## What the task requires
Under this line sits a listing. Repeat exactly and only its lines from the one holding "Retail shelf audit: put" through the one holding "Query: light marble table"; skip pictures.

## Task material
-=-=-

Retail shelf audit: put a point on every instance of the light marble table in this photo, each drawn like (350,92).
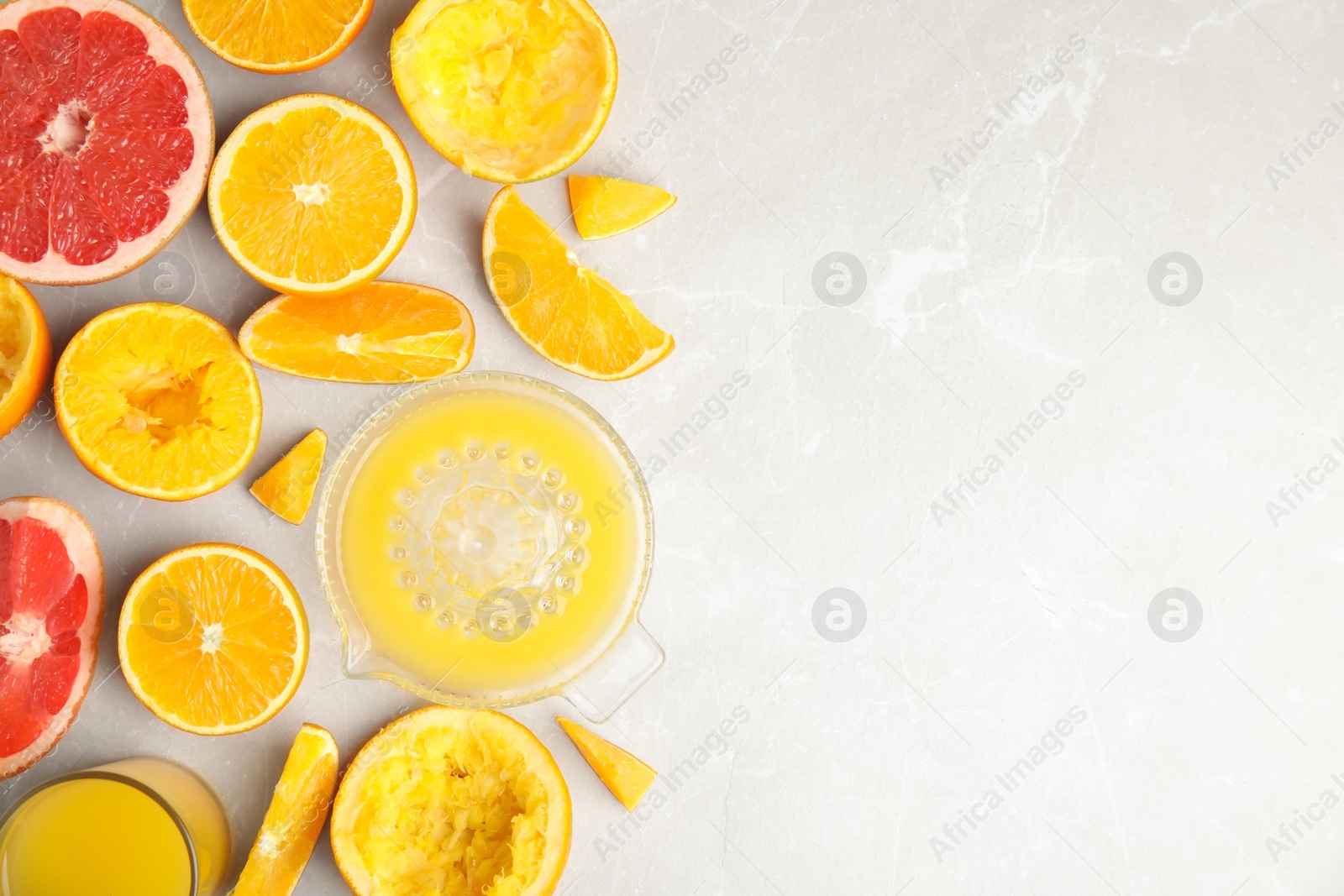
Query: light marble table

-=-=-

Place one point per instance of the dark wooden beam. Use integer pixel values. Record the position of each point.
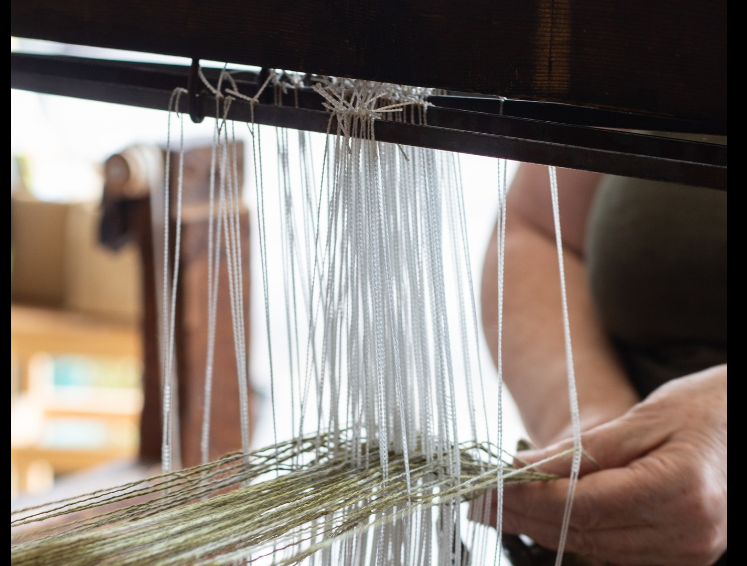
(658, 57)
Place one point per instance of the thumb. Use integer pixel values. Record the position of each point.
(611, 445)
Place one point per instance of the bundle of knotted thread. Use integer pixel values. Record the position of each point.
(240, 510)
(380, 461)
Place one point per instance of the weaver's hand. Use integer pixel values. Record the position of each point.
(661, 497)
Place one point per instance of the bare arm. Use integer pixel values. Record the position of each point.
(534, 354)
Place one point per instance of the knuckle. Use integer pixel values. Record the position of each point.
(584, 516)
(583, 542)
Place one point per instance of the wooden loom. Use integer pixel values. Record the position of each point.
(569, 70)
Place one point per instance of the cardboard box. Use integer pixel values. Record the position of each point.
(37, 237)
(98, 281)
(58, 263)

-=-=-

## Result for this exercise
Retail shelf audit: put a point on every instance of the light marble table in this photo, each drawn like (350,92).
Query: light marble table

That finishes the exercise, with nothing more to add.